>> Start
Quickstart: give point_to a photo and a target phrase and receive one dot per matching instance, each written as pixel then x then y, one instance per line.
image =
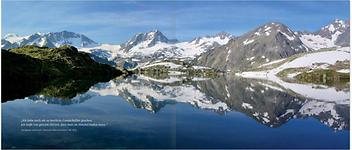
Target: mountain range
pixel 223 51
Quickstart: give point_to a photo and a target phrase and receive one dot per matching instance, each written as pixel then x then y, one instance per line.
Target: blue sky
pixel 116 21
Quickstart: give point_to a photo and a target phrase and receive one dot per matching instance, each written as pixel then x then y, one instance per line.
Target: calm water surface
pixel 142 112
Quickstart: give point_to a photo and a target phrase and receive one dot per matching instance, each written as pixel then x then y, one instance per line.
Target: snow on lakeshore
pixel 329 57
pixel 167 64
pixel 307 90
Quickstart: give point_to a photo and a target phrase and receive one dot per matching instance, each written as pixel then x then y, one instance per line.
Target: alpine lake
pixel 177 111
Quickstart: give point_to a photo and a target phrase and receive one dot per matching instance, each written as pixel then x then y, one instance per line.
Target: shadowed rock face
pixel 269 42
pixel 27 70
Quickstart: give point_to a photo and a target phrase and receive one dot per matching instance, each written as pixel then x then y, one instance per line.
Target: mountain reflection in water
pixel 267 103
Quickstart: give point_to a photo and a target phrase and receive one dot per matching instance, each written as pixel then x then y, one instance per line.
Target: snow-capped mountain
pixel 144 40
pixel 154 45
pixel 269 42
pixel 51 39
pixel 334 34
>> End
→ WHAT TO PRODUCE
Edit the lines above by replacing every "water" with "lake" and keep everything else unchanged. Leave the pictures out of your answer.

→ FULL ANSWER
Quickstart: give point_to a photo and a target phrase and receive one dot per matching instance, each written as pixel then x then y, one instance per line.
image =
Target: mountain range
pixel 223 51
Quickstart: give point_to a photo and a target phrase and receive one dot per matching instance, each written as pixel then x then y, one instance per line.
Target: blue sky
pixel 116 21
Quickstart: give point_to a photo and a target phrase and receive one dot per matching instance, each written as pixel then x then y, one instance per line.
Target: calm lake surface
pixel 142 112
Quickstart: give point_to a photo and a target phrase and receive one dot per matching instance, each written as pixel then x then y, one instance per line.
Target: snow on lakeshore
pixel 329 57
pixel 167 64
pixel 307 90
Quickstart: give point_to a photo and a target phrase and receive one dot per matching instance, each written as pixel then x then y, one instance per line.
Target: alpine lake
pixel 177 111
Quickstart: give point_to a photo and a target phrase and receive one dot per matching instance, each written as pixel then x then y, one instance per line.
Target: shadowed rock face
pixel 269 42
pixel 27 70
Quickstart: give point_to a photo and a target phrase and receive one dot per matching instance, each written as pixel then x then y, one instance per line.
Target: mountain reflection in lake
pixel 267 103
Quickstart: give point_to a photo and a target phrase and receive one dot per matching instance, each written as pixel then x then y, one instance per line.
Target: snow-capped mountain
pixel 144 40
pixel 154 45
pixel 269 42
pixel 51 39
pixel 334 34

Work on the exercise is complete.